» What to produce
Reproduce all of the data below word for word, but leave the pictures out of your answer.

━━━━━ Dataset excerpts

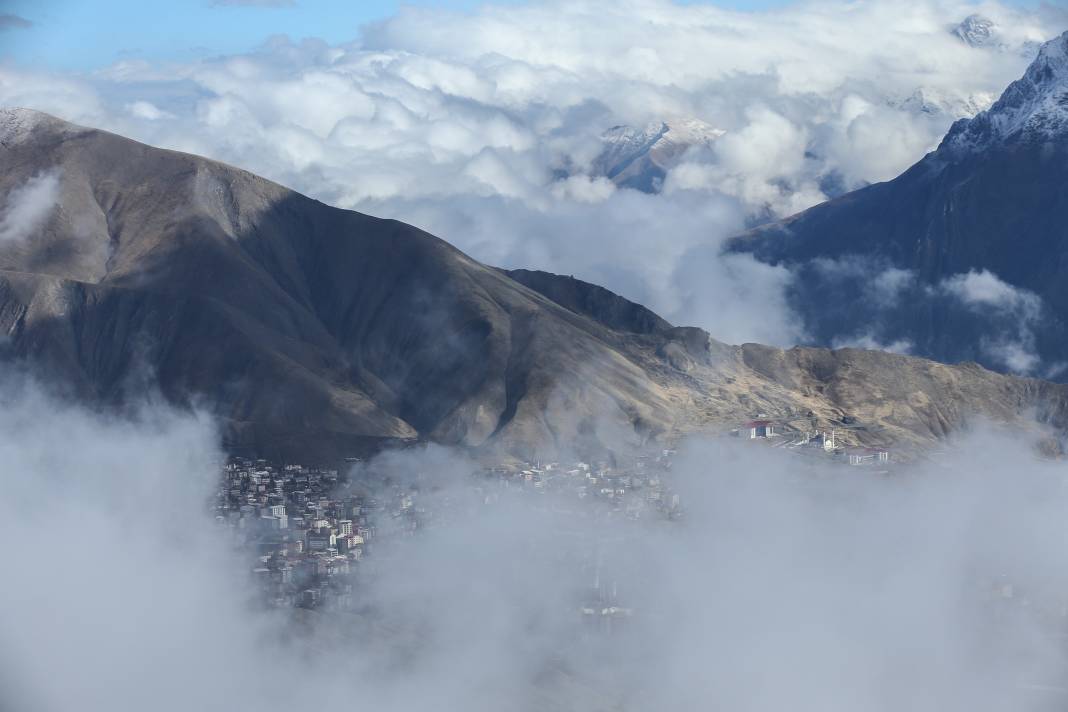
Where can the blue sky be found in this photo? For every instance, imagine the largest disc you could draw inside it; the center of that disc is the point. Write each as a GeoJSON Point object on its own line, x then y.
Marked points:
{"type": "Point", "coordinates": [84, 34]}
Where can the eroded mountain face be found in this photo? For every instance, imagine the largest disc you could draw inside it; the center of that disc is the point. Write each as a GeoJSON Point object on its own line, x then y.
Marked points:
{"type": "Point", "coordinates": [311, 330]}
{"type": "Point", "coordinates": [961, 257]}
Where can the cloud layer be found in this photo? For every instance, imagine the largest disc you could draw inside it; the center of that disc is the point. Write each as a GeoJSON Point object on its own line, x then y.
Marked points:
{"type": "Point", "coordinates": [485, 127]}
{"type": "Point", "coordinates": [787, 584]}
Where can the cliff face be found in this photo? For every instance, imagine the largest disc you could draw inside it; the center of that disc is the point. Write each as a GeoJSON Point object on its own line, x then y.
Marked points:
{"type": "Point", "coordinates": [305, 328]}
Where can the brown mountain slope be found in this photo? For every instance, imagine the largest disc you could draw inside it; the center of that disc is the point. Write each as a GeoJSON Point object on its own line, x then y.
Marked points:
{"type": "Point", "coordinates": [305, 328]}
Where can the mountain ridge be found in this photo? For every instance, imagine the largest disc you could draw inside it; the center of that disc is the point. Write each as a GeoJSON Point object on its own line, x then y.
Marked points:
{"type": "Point", "coordinates": [987, 206]}
{"type": "Point", "coordinates": [311, 329]}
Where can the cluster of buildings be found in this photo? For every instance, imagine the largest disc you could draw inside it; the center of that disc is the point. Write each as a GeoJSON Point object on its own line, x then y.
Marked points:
{"type": "Point", "coordinates": [634, 488]}
{"type": "Point", "coordinates": [307, 538]}
{"type": "Point", "coordinates": [782, 434]}
{"type": "Point", "coordinates": [313, 533]}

━━━━━━━━━━

» Correct result
Where can the blue sky be found in this photo? For every instance, imagine the largest disc you could draw inside it; the center of that disc is the point. Write each as a GeoJSON Point object on its own line, x then y.
Marked points:
{"type": "Point", "coordinates": [84, 34]}
Where can the eroded mountain face be found in this photo? For every instance, imagine the largest disc you could draw inside it; the center of that disc is the point. Write each as a GeoJSON Point object on its own line, x then y.
Marked points:
{"type": "Point", "coordinates": [311, 330]}
{"type": "Point", "coordinates": [961, 257]}
Where can the cloud layer be found in this photo? For every instance, imagine the largest disc you could draw inside it; the center of that disc is the point. Write each as a GeoJSON Point object on its own line, x then y.
Marked points:
{"type": "Point", "coordinates": [485, 127]}
{"type": "Point", "coordinates": [787, 584]}
Where can the cliff face be found in this photo? For every instance, imagine the largest disc you could draw inside it; the center of that disc is the point. Write each as a GeoJSON Point object on its own line, x then y.
Marked points:
{"type": "Point", "coordinates": [305, 328]}
Where can the brown mountain slope be found in this photo? For every instance, imagine the largest disc you could draw inside it; the center of that disc is the point. Write each as a GeoJSON Point object on its own line, x then y.
Marked points:
{"type": "Point", "coordinates": [305, 328]}
Where can the mountain ridge be found in this photo? For every instance, imagine the largest disc you could draw inside it; the center of that disc is the point. Write each as a GeoJSON Point object on its own line, x then y.
Marked points:
{"type": "Point", "coordinates": [987, 206]}
{"type": "Point", "coordinates": [311, 329]}
Where can the cluster of buildings be found in this photo? For every instance, imagine the largest disc you could draw inside it; the center of that disc is the point. Write each as a GeoJSON Point object on its own line, x then y.
Marked points:
{"type": "Point", "coordinates": [634, 488]}
{"type": "Point", "coordinates": [307, 538]}
{"type": "Point", "coordinates": [782, 434]}
{"type": "Point", "coordinates": [313, 533]}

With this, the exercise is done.